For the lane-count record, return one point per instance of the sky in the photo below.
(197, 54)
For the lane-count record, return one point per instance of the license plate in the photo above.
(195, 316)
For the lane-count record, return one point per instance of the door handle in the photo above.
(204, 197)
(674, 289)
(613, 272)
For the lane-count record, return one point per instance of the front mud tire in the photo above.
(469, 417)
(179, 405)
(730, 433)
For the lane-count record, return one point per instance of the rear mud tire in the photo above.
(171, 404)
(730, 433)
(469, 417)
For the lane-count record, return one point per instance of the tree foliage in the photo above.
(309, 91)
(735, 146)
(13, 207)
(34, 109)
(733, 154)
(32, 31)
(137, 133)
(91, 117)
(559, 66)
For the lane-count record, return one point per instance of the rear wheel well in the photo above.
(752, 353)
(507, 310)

• • • •

▶ [ABOUT THIS TASK] All lines from the one that has "well in the photo above." through the end of the material above should be returned exactly; omit the rest.

▶ [RESULT OF THIS TASK]
For the lane-count record, return one point per instance of the rear wheel well in the photo above.
(752, 353)
(507, 310)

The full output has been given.